## Prompt
Every entry, from the first to the last, should be written out exactly.

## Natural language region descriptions
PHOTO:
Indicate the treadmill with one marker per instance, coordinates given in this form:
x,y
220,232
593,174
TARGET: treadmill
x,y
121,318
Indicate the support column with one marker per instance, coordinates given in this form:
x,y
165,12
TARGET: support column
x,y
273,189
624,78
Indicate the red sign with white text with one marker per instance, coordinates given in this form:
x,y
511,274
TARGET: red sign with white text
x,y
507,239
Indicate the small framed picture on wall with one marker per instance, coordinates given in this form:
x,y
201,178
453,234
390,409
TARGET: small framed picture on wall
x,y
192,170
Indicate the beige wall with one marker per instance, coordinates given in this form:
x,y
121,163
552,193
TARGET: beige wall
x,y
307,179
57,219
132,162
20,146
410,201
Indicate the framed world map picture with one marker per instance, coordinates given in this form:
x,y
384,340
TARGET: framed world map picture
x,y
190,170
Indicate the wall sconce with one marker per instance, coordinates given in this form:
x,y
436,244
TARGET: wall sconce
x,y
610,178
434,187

## Written solution
PHOTO:
Indicate the treadmill with one marker per instance, coordinates given in this form:
x,y
220,232
593,174
TARGET: treadmill
x,y
121,318
Indicate the support column with one marker per instance, coordinates given in this form:
x,y
165,12
TARGET: support column
x,y
273,189
624,78
Indicate the red sign with white text with one marker per instance, coordinates given in this form:
x,y
511,274
TARGET: red sign with white text
x,y
507,239
Indicate the small framed picture on wall with one marker per instance, coordinates given in this form:
x,y
201,178
453,234
390,409
TARGET: small framed picture on wall
x,y
192,170
Indicate the beige wall with one marker per instance, coordinates given in this form:
x,y
121,163
552,193
TARGET: beige wall
x,y
307,179
57,219
132,162
20,146
410,201
Indicate the framed world map picture with one marker per instance, coordinates given in this form:
x,y
384,340
TARGET: framed world map picture
x,y
190,170
Indicate the wall sconce with one marker per instance, coordinates given in this form:
x,y
436,244
TARGET: wall sconce
x,y
610,178
434,187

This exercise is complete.